-- start of Data in this exercise --

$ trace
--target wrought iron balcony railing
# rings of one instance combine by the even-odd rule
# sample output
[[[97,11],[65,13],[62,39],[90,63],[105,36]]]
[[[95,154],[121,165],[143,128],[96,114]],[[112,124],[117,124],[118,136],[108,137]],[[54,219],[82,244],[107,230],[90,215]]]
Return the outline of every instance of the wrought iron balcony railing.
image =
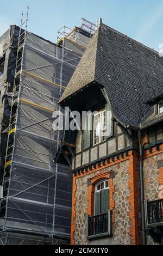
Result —
[[[163,199],[145,202],[146,227],[163,225]]]
[[[106,214],[87,216],[87,238],[111,235],[111,210]]]

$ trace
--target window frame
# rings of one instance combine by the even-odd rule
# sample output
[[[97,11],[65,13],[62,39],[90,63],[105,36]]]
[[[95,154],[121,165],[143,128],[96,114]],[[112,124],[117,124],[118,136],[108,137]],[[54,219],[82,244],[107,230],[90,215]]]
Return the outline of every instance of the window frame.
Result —
[[[158,103],[158,114],[162,114],[162,113],[163,113],[163,106],[162,106],[162,107],[161,107],[162,108],[162,112],[160,112],[160,104],[162,104],[162,105],[163,105],[163,101],[160,101],[160,102],[159,102],[159,103]]]
[[[103,118],[103,113],[105,113],[105,115],[104,115],[104,122],[102,122],[102,118]],[[95,117],[96,117],[97,115],[99,115],[99,122],[98,124],[100,124],[100,135],[98,136],[97,136],[97,138],[99,138],[99,141],[97,143],[95,143],[95,139],[96,139],[96,137],[95,135],[96,135],[96,131],[95,130]],[[103,126],[104,127],[105,127],[105,125],[104,125],[104,124],[105,124],[106,125],[106,108],[103,108],[102,109],[98,111],[97,113],[95,114],[93,116],[93,143],[92,145],[93,146],[95,146],[96,145],[97,145],[99,143],[101,143],[101,142],[103,142],[106,139],[106,137],[104,136],[102,136],[102,133],[104,131],[104,129],[102,129],[102,126]],[[97,127],[96,126],[96,127]],[[103,137],[104,137],[104,138],[103,139]]]
[[[106,187],[106,182],[108,182],[108,187]],[[105,184],[105,186],[104,186],[103,188],[100,188],[99,190],[97,190],[97,187],[101,185],[102,183],[104,182]],[[101,192],[102,190],[109,190],[109,193],[110,193],[110,186],[109,186],[109,179],[105,179],[103,180],[101,180],[98,182],[97,182],[95,185],[95,196],[94,196],[94,215],[95,216],[95,212],[96,212],[96,193],[98,193]]]

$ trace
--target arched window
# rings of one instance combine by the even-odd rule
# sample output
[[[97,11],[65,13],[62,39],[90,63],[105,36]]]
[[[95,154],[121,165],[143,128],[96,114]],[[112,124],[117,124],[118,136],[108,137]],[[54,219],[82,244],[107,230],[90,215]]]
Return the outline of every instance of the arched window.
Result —
[[[109,209],[109,180],[101,180],[95,186],[95,215],[105,214]]]

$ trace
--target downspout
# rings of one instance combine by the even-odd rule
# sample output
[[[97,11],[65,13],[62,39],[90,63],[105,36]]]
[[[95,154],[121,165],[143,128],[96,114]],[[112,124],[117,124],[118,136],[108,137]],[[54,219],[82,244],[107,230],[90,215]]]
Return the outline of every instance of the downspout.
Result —
[[[138,137],[139,142],[139,168],[140,168],[140,202],[141,202],[141,225],[142,225],[142,245],[146,244],[146,236],[145,230],[145,205],[144,205],[144,186],[143,186],[143,173],[142,164],[142,147],[141,143],[141,132],[138,131]]]

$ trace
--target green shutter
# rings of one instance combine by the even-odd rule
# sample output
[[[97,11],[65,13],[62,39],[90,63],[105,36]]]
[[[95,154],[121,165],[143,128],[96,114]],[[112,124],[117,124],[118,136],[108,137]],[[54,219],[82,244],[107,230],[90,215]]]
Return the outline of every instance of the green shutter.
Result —
[[[83,149],[86,149],[91,145],[91,114],[90,113],[86,114],[85,122],[84,126],[86,130],[83,131]]]
[[[101,191],[101,214],[105,214],[109,209],[109,190]]]
[[[95,193],[95,215],[101,214],[101,192]]]
[[[110,108],[110,106],[108,104],[105,105],[105,109],[106,109],[106,136],[108,137],[111,136],[112,135],[113,132],[113,121],[112,120],[112,113]]]

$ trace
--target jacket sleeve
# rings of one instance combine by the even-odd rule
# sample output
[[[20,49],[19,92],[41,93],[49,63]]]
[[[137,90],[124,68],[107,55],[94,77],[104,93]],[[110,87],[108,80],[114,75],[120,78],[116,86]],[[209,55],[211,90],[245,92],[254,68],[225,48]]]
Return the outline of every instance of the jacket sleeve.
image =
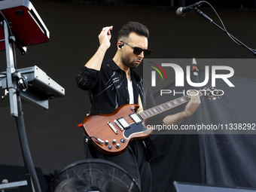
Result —
[[[83,66],[76,77],[78,87],[84,90],[94,87],[99,75],[99,71]]]

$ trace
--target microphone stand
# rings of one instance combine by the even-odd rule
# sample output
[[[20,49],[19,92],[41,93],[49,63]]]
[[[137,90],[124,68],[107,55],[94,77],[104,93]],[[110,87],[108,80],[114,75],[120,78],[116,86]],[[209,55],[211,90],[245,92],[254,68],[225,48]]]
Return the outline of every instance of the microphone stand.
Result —
[[[200,16],[201,16],[203,18],[204,18],[205,20],[206,20],[207,21],[209,21],[209,23],[212,23],[213,25],[215,25],[215,26],[217,26],[218,29],[220,29],[221,31],[223,31],[224,32],[225,32],[226,34],[228,34],[233,39],[234,39],[237,43],[239,43],[242,47],[248,49],[248,50],[250,50],[254,56],[256,56],[256,50],[254,50],[252,48],[248,47],[247,45],[245,45],[245,44],[243,44],[242,42],[241,42],[239,40],[238,40],[236,38],[235,38],[234,36],[233,36],[231,34],[227,32],[226,30],[224,30],[222,27],[221,27],[220,26],[218,26],[217,23],[215,23],[209,17],[208,17],[206,14],[205,14],[203,11],[201,11],[200,10],[199,10],[198,8],[194,8],[193,9],[193,11],[194,11],[197,14],[198,14]]]

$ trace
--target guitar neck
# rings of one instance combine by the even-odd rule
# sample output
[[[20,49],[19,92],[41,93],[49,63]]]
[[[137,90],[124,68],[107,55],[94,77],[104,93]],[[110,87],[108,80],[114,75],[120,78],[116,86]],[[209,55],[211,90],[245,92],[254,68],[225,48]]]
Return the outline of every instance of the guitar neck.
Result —
[[[201,96],[203,94],[200,91],[198,92],[199,96]],[[150,118],[156,114],[160,114],[162,112],[164,112],[166,111],[168,111],[171,108],[173,108],[175,107],[177,107],[180,105],[182,105],[185,102],[187,102],[190,100],[188,95],[178,97],[175,99],[173,99],[169,102],[166,102],[165,103],[163,103],[161,105],[159,105],[157,106],[151,108],[149,109],[147,109],[145,111],[143,111],[139,114],[143,118],[143,119],[148,119]]]

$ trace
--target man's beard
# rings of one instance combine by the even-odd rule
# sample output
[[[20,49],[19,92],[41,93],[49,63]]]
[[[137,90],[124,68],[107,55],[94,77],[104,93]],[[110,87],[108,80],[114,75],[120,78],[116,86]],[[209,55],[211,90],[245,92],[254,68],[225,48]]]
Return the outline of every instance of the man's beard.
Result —
[[[142,61],[142,59],[134,59],[133,60],[132,62],[130,60],[130,58],[128,56],[126,56],[126,57],[122,57],[121,58],[121,61],[127,67],[130,68],[130,69],[136,69],[139,64],[135,64],[133,63],[135,62],[135,60],[140,60]]]

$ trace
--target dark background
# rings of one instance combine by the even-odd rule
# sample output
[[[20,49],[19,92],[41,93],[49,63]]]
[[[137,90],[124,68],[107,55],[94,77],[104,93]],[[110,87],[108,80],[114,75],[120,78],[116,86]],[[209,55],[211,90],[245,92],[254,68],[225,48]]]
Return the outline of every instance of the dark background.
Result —
[[[31,2],[50,31],[50,41],[29,47],[25,56],[17,50],[17,67],[36,65],[66,89],[65,97],[50,101],[49,110],[30,103],[23,105],[34,164],[45,175],[84,158],[83,130],[77,125],[89,112],[90,102],[87,93],[77,87],[75,79],[81,66],[96,52],[97,36],[103,26],[114,26],[111,47],[105,59],[115,53],[117,31],[130,20],[148,27],[148,47],[153,50],[149,58],[254,58],[195,13],[188,13],[184,17],[175,15],[178,6],[194,2],[171,1],[168,5],[163,1],[148,4],[131,1],[117,5],[114,1]],[[221,2],[223,5],[212,5],[227,30],[254,48],[255,2]],[[201,10],[219,23],[207,5]],[[0,52],[0,71],[5,71],[5,51]],[[256,66],[253,65],[241,63],[231,67],[236,76],[255,77]],[[142,65],[138,72],[142,73]],[[23,166],[16,123],[9,107],[1,108],[0,115],[0,164]]]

-- end of Data in this exercise --

Objective
Please pull out every line above that contains the word "neck", matching its case.

Output of the task
--target guitar neck
Return the outline of every instance of the guitar neck.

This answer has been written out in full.